▸ **RECORD EXTRACTS**:
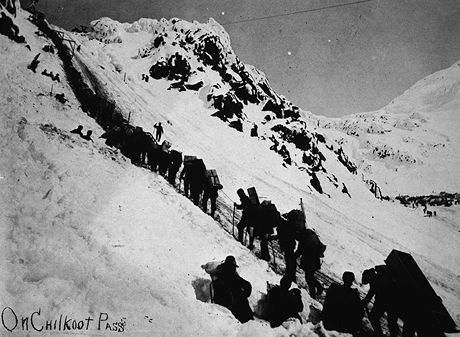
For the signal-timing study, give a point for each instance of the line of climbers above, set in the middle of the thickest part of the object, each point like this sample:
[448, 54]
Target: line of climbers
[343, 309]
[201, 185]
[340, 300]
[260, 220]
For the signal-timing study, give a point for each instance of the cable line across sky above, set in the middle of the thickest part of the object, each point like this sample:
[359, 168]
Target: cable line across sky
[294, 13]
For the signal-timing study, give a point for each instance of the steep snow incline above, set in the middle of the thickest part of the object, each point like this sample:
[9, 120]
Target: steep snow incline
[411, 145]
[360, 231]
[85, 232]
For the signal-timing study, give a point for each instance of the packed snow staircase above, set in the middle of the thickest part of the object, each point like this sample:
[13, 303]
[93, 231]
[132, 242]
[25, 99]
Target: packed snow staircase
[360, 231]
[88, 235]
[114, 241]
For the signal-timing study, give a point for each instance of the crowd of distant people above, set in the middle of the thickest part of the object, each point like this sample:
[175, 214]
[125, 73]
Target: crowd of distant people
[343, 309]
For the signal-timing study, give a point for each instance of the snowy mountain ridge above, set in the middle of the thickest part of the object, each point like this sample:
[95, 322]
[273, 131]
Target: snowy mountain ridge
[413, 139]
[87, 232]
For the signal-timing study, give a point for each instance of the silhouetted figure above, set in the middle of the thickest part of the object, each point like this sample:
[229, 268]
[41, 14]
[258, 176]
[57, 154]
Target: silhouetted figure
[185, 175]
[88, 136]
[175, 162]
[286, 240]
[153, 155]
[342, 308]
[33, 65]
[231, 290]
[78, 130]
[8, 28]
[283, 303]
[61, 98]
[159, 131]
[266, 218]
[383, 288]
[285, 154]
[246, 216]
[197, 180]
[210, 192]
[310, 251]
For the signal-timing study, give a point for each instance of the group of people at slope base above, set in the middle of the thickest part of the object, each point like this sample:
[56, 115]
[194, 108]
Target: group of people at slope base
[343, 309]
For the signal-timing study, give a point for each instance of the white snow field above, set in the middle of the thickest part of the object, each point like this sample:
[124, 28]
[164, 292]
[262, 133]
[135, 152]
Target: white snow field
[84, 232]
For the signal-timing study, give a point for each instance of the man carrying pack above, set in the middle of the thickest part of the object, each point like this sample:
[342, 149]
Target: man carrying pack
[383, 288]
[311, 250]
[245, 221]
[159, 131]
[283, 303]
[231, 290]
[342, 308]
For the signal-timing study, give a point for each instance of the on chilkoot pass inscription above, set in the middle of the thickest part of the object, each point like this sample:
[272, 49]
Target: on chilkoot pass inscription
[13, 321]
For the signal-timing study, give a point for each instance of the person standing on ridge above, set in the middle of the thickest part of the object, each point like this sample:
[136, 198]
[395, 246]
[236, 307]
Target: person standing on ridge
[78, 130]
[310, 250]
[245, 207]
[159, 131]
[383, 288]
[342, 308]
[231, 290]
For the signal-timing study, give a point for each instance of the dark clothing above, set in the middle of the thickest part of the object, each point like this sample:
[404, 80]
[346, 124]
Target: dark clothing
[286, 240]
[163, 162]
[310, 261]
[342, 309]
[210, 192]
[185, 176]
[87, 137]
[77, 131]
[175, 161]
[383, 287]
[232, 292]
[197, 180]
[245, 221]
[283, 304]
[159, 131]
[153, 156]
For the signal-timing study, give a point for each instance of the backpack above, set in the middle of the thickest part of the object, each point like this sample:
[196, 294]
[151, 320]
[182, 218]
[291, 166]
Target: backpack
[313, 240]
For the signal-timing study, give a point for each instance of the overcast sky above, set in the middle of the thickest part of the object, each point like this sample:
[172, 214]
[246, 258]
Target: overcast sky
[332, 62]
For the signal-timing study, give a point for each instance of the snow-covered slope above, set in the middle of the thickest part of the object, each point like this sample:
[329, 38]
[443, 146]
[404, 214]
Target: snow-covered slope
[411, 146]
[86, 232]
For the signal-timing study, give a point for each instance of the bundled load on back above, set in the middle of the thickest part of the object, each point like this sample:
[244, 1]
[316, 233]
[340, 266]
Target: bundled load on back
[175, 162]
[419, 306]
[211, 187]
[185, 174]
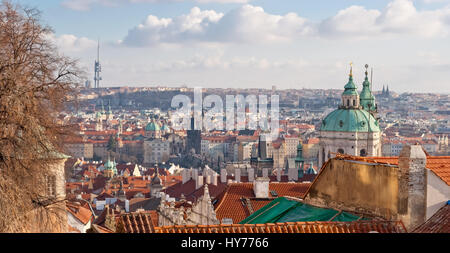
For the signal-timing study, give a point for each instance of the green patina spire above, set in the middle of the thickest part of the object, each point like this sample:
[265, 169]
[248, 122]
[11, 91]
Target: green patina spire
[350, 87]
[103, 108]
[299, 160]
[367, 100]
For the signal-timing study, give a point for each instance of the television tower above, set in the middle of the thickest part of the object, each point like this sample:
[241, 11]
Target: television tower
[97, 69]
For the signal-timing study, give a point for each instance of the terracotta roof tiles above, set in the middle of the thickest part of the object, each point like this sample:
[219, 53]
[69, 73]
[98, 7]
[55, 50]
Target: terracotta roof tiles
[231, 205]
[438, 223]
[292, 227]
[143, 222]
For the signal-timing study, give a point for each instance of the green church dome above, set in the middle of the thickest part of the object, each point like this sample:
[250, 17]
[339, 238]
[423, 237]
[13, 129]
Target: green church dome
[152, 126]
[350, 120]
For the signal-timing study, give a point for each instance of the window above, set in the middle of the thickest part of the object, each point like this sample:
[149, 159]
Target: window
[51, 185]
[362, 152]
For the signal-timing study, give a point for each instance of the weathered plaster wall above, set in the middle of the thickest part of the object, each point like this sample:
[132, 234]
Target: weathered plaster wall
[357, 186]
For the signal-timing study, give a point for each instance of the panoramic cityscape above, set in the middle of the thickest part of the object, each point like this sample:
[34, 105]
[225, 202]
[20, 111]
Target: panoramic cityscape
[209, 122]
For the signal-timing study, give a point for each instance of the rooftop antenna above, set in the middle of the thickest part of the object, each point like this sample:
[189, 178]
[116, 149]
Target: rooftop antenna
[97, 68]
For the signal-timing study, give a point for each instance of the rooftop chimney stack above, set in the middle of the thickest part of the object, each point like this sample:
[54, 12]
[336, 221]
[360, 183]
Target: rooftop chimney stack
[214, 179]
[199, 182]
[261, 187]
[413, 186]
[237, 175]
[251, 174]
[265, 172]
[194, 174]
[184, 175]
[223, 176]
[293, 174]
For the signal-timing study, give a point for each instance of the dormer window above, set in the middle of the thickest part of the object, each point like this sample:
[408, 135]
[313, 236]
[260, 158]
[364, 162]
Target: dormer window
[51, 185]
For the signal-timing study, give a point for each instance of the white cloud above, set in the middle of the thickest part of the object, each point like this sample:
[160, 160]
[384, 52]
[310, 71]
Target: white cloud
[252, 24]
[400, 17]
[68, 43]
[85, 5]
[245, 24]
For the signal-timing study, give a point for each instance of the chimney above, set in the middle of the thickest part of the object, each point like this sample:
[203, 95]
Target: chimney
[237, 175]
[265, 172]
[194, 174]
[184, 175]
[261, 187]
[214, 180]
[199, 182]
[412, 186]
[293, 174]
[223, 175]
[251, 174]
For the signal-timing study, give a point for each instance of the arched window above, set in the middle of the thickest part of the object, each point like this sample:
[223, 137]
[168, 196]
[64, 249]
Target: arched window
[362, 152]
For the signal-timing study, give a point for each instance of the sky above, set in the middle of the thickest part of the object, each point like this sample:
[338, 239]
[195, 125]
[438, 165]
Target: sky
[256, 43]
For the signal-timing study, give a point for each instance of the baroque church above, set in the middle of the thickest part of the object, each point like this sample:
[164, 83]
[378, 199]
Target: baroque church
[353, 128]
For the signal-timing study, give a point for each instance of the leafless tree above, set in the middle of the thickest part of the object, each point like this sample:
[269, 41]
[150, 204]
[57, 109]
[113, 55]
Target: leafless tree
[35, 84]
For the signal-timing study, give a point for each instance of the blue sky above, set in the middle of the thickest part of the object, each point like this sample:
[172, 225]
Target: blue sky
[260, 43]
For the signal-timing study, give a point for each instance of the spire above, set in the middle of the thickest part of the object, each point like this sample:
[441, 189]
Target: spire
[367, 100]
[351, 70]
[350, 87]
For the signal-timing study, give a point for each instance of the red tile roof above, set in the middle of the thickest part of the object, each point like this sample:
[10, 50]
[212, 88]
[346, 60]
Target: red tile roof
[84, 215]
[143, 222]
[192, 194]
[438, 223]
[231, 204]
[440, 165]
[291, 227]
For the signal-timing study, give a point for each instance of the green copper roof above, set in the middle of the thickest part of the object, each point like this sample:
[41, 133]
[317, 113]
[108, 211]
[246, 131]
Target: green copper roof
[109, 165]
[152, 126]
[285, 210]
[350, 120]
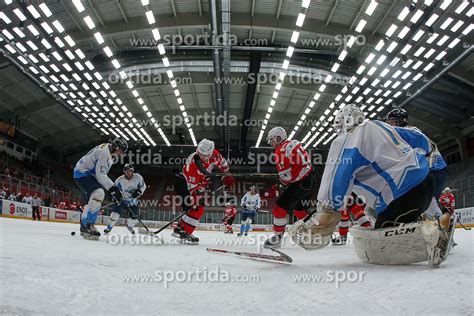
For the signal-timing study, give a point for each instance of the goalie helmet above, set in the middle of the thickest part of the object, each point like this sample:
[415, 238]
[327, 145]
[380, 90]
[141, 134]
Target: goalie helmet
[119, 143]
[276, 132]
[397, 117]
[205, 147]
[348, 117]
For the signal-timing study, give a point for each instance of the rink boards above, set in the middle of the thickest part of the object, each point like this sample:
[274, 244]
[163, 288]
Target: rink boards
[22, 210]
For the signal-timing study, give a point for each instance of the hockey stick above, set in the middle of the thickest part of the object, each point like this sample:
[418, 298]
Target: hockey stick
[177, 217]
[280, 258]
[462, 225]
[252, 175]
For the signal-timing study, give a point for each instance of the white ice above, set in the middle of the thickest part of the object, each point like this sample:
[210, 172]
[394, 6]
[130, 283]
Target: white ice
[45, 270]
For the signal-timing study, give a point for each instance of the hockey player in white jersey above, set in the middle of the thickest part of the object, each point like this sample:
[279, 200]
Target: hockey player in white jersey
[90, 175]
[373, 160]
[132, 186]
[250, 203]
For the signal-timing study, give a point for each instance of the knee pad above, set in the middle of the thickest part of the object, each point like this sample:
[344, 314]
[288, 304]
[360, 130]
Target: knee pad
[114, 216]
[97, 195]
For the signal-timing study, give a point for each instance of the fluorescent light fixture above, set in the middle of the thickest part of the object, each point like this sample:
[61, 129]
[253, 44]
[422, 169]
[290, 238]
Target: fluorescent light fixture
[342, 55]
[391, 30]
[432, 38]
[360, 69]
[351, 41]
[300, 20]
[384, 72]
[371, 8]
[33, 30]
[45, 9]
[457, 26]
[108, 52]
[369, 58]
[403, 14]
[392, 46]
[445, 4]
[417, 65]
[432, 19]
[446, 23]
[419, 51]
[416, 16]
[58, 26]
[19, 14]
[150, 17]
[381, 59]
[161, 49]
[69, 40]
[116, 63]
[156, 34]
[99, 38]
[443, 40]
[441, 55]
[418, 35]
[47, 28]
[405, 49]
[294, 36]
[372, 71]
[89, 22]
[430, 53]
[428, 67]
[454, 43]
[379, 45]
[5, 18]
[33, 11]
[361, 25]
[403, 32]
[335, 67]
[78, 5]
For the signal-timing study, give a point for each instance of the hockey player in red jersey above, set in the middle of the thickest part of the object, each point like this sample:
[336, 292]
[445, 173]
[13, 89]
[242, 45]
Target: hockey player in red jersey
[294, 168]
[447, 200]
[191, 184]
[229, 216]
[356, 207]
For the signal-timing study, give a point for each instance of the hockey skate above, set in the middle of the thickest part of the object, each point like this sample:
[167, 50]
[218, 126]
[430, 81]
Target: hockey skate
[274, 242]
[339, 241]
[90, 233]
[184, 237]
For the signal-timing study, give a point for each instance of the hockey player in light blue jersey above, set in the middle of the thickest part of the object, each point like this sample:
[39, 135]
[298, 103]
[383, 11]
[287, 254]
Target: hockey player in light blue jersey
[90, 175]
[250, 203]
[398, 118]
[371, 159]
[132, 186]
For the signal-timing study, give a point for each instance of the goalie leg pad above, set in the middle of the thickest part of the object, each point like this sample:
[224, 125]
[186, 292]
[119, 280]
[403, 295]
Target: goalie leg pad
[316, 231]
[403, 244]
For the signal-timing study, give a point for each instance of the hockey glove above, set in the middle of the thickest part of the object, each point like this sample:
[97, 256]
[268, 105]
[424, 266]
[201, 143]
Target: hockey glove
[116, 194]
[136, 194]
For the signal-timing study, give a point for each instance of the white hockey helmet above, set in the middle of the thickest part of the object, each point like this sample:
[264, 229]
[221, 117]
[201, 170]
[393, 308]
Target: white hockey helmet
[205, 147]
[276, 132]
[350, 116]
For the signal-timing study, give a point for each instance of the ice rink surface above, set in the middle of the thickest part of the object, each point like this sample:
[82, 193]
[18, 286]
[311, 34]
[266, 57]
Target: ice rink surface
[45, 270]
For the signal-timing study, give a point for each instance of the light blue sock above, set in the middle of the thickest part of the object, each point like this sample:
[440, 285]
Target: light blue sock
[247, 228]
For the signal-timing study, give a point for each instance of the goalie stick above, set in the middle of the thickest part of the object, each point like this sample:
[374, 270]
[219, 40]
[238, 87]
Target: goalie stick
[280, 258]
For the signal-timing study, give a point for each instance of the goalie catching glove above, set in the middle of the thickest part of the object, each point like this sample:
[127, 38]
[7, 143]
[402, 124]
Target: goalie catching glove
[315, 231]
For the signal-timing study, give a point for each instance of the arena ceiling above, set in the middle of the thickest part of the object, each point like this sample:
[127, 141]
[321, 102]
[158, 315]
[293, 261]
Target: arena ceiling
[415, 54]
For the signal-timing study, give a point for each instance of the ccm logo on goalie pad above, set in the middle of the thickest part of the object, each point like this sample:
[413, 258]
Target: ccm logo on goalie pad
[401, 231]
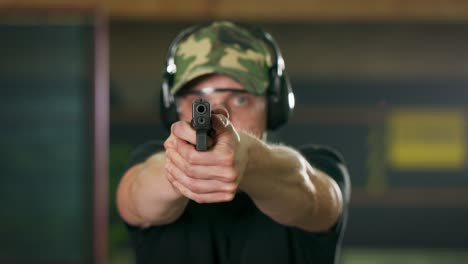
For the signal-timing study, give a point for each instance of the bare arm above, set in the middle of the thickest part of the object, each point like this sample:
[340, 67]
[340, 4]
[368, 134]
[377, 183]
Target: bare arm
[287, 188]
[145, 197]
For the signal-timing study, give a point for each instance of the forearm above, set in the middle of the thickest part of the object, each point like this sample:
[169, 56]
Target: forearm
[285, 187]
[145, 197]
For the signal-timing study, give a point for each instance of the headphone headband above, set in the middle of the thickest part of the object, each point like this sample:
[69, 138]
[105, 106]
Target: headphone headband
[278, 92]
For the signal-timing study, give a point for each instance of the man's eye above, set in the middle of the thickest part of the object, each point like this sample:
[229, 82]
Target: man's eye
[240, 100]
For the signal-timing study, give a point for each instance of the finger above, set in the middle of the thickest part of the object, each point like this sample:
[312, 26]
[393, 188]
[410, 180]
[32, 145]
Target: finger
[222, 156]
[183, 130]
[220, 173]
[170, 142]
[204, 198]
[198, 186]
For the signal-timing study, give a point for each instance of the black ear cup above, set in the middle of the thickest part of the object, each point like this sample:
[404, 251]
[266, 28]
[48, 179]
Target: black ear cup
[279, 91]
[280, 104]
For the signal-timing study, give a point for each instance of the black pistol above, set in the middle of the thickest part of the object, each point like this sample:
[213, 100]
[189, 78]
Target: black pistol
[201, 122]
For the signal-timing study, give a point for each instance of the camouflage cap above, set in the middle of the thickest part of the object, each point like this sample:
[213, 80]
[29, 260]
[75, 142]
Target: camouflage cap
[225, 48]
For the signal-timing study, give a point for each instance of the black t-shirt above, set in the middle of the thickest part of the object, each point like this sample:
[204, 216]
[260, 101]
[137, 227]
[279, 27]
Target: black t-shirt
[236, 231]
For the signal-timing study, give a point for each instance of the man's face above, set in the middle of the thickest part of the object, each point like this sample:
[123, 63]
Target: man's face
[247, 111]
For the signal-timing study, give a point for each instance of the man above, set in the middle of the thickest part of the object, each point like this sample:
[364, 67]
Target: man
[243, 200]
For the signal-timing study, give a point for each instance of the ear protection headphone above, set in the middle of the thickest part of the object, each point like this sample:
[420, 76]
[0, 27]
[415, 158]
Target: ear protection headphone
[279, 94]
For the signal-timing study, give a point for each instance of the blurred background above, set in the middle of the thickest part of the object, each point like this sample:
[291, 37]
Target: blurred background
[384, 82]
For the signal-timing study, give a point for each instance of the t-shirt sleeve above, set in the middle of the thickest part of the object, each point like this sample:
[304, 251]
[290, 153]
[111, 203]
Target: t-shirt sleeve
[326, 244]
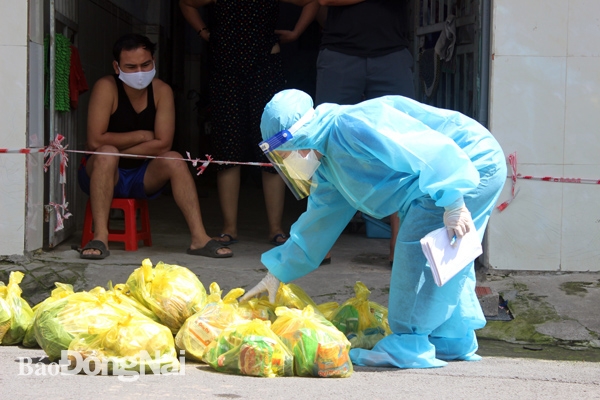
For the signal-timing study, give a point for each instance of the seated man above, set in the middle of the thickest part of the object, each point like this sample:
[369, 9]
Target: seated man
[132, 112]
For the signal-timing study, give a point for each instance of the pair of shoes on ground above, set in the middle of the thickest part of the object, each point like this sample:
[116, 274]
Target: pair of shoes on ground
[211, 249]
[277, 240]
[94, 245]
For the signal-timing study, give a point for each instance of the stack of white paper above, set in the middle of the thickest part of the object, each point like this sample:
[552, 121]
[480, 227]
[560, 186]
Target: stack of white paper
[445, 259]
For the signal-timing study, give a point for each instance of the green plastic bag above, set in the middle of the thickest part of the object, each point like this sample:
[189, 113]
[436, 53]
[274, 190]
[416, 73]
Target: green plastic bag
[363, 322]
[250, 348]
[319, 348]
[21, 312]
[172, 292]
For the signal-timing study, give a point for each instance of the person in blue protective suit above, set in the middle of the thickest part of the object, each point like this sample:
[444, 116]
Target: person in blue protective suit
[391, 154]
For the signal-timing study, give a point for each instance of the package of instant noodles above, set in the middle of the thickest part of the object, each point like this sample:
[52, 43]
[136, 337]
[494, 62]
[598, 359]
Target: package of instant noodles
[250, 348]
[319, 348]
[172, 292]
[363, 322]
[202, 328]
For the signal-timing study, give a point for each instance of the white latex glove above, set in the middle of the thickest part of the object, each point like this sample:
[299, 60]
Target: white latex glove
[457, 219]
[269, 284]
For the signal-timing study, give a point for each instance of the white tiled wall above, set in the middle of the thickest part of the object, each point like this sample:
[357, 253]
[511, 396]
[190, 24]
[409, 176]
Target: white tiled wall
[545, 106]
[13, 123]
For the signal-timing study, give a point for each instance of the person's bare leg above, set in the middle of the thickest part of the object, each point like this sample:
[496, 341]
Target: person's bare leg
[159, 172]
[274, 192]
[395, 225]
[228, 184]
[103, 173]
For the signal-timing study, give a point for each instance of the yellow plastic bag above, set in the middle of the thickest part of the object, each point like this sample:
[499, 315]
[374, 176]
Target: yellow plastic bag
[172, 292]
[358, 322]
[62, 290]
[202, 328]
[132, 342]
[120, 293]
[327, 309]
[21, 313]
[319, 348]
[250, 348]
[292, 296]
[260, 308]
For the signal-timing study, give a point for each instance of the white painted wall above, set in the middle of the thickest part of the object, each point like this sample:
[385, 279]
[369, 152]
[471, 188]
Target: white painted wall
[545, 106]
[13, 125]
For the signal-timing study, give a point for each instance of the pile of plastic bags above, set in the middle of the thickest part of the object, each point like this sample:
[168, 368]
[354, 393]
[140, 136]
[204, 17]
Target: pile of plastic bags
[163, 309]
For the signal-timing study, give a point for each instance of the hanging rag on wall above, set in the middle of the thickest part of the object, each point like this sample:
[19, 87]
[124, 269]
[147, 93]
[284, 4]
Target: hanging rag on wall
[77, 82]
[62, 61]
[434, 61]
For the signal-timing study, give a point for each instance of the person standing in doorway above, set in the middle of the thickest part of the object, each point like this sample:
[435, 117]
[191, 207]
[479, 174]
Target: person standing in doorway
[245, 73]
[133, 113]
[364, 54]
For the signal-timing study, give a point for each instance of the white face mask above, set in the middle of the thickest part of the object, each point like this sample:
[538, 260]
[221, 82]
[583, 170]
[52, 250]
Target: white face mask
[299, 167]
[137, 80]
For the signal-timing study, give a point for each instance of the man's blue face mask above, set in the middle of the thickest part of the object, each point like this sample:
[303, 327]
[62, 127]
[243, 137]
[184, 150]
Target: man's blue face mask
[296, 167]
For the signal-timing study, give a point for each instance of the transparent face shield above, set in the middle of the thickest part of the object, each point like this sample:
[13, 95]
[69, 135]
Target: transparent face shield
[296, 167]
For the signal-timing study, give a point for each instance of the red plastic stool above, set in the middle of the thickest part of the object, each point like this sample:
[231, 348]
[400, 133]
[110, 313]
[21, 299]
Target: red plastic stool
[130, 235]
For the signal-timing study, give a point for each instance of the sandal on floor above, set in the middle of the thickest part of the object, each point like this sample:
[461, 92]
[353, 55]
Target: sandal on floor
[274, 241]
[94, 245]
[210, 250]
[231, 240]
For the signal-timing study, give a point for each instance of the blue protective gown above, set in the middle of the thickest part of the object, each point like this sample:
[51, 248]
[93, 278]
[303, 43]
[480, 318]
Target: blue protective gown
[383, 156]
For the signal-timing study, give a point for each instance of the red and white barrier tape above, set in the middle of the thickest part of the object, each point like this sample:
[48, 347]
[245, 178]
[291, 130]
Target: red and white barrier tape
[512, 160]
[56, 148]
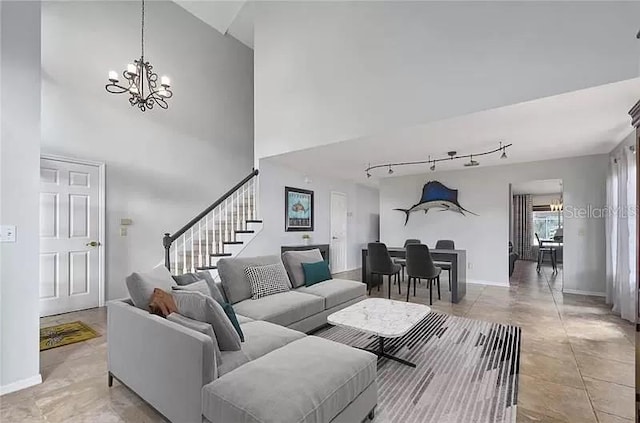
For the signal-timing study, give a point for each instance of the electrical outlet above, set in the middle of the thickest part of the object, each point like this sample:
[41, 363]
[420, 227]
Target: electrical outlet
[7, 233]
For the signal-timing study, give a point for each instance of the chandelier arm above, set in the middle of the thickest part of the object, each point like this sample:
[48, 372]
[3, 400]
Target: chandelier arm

▸ **WHAT IS EXPECTED**: Reproduce the entries verbatim, starting at the line that contains "of the chandelier" and ending at the final line of the entries.

▸ **SOLUTION TO THIS PROBLEM**:
For the signal-timing study, give a point for each instance of the chandelier arm above, set in the middle of the thickest part of the object, each point like this sample:
[48, 372]
[3, 400]
Target: chandelier arm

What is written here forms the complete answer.